---- Page text

Posted by: Vernon Bryce, Chief Commercial Officer, Capp.

 

Graduates are different, graduates are hungry, graduates know what they want. These are the many opinions floating around graduate recruitment and development.

 

In the AGR Student Development Conference (13 March 2014), research was presented to test out what exactly is the real data on what graduates want and need to engage their hearts, not just their brilliant minds. Also what is the smallest thing we can all do today to increase graduate engagement at work tomorrow?

 

Research shows 90% of grads feel they deserve their dream job, 80% want regular feedback from their managers, 70% want more ‘me time’ at work. There appears to be a lot of ‘me’ in the data, give me time, give me space, recognise and value me. So how does this compare with other generations of workers and indeed other Gen Y’s? The data shows less concern for customers, job security and reward than older generations, yet like Gen Y’s there are five big conditions to engage and retain them.

 

  • Recognition: more than other employees grads need very open regular feedback, being valued and very regularly is critical to them – or they will seek it elsewhere.
  • Reputation: they will work and engage with employers of high repute, more than other generations who needed / wanted job security, we have to prove our value to them.
  • Empowerment: this is about trusting grads to get on with important things – they will go the extra mile or ten for employers who give them large scope and long reach.
  • Communications: more than other employees they need more communications, they have a deep hunger to know what’s going on – so we need to feed this in specific ways.
  • Careers: it not the job they want it’s the ladder, and they want to see how older grads have really made good– like leaders who once were grads – learning from/working with them.

 

The opportunity is there for the taking, and as if to remind us what happens if we do not provide – there is a major drop, like a stone in grad engagement within a year or so of joining. Graduate engagement drops from typical highs of 70% or even 80% to lows of 50%-60% at best with all their other expectations performance and loyalty.

 

So what can be done? These opportunities are already nailed by many top grad recruiters. Whether by design, data or desirability, there are many great examples.

--------
---- Data listing

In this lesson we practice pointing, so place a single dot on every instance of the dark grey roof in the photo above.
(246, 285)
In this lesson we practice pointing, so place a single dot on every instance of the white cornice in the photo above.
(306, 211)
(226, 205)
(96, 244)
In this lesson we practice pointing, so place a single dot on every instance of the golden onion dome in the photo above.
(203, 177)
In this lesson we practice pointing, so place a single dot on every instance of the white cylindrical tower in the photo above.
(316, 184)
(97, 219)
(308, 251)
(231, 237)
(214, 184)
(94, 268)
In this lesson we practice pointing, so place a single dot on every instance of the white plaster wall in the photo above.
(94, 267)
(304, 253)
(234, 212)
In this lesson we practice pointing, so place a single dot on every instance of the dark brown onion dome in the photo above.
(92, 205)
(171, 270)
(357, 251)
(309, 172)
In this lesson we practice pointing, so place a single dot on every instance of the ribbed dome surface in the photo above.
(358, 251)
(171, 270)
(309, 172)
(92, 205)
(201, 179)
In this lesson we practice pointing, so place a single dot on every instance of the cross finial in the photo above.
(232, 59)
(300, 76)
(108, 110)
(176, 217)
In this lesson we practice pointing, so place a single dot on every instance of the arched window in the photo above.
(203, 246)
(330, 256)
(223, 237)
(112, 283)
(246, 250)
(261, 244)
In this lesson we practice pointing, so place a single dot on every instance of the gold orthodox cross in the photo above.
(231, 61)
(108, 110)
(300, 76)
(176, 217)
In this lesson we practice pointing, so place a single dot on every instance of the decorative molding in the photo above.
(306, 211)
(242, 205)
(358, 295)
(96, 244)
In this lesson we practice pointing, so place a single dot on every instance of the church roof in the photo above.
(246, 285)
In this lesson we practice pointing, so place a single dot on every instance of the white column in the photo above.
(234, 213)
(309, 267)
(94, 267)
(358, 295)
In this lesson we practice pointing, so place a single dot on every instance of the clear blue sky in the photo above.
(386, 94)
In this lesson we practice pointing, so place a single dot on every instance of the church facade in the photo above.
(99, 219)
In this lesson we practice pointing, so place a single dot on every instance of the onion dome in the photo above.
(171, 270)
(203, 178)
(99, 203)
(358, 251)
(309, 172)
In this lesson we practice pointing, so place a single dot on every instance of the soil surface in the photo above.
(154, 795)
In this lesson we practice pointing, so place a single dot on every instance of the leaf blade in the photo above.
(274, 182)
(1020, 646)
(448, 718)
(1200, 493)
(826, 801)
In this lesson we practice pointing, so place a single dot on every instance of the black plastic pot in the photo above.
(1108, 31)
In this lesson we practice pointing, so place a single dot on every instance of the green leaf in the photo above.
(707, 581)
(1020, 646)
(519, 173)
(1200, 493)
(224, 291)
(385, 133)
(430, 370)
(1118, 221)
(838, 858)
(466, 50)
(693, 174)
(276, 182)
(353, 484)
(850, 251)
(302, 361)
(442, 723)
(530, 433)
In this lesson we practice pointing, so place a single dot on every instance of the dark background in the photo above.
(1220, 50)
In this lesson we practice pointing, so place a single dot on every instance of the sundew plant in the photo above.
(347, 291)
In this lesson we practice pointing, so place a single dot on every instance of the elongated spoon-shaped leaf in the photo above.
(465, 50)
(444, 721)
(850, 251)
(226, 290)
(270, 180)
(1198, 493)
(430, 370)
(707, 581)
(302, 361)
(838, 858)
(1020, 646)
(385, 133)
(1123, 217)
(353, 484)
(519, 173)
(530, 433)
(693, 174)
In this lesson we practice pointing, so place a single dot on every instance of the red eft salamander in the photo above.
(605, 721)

--------
---- Data listing

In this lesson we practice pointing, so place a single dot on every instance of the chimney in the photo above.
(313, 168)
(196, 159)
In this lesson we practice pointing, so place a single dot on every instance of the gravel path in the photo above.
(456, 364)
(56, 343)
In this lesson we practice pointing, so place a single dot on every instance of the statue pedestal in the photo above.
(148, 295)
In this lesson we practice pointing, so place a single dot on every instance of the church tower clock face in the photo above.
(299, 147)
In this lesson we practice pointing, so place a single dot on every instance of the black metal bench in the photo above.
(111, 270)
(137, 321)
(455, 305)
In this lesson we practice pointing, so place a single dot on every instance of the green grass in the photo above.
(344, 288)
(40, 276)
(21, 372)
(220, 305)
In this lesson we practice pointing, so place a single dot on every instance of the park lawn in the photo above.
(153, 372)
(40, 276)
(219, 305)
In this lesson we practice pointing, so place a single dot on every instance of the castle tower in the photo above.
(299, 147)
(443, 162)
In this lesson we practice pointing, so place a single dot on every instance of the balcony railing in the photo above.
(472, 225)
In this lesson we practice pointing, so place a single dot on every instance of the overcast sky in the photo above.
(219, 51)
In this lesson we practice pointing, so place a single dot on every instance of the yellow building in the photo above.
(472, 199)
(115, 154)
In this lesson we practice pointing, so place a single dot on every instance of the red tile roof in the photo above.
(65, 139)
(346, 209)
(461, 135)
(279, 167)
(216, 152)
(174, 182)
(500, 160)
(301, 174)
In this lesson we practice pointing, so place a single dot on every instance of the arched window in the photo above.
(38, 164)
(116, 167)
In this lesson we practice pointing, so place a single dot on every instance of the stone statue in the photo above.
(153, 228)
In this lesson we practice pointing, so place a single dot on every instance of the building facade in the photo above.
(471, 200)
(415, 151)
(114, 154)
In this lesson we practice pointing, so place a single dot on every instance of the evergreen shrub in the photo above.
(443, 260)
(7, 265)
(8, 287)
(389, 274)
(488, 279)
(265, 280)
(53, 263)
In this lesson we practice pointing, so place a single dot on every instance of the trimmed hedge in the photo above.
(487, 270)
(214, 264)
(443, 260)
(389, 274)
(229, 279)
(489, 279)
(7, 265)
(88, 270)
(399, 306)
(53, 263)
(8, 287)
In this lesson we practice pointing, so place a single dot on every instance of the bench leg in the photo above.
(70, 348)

--------

» **What is expected**:
Copy out the post on graduate engagement word for word, in full.

» **Result for this exercise**:
Posted by: Vernon Bryce, Chief Commercial Officer, Capp.

 

Graduates are different, graduates are hungry, graduates know what they want. These are the many opinions floating around graduate recruitment and development.

 

In the AGR Student Development Conference (13 March 2014), research was presented to test out what exactly is the real data on what graduates want and need to engage their hearts, not just their brilliant minds. Also what is the smallest thing we can all do today to increase graduate engagement at work tomorrow?

 

Research shows 90% of grads feel they deserve their dream job, 80% want regular feedback from their managers, 70% want more ‘me time’ at work. There appears to be a lot of ‘me’ in the data, give me time, give me space, recognise and value me. So how does this compare with other generations of workers and indeed other Gen Y’s? The data shows less concern for customers, job security and reward than older generations, yet like Gen Y’s there are five big conditions to engage and retain them.

 

  • Recognition: more than other employees grads need very open regular feedback, being valued and very regularly is critical to them – or they will seek it elsewhere.
  • Reputation: they will work and engage with employers of high repute, more than other generations who needed / wanted job security, we have to prove our value to them.
  • Empowerment: this is about trusting grads to get on with important things – they will go the extra mile or ten for employers who give them large scope and long reach.
  • Communications: more than other employees they need more communications, they have a deep hunger to know what’s going on – so we need to feed this in specific ways.
  • Careers: it not the job they want it’s the ladder, and they want to see how older grads have really made good– like leaders who once were grads – learning from/working with them.

 

The opportunity is there for the taking, and as if to remind us what happens if we do not provide – there is a major drop, like a stone in grad engagement within a year or so of joining. Graduate engagement drops from typical highs of 70% or even 80% to lows of 50%-60% at best with all their other expectations performance and loyalty.

 

So what can be done? These opportunities are already nailed by many top grad recruiters. Whether by design, data or desirability, there are many great examples.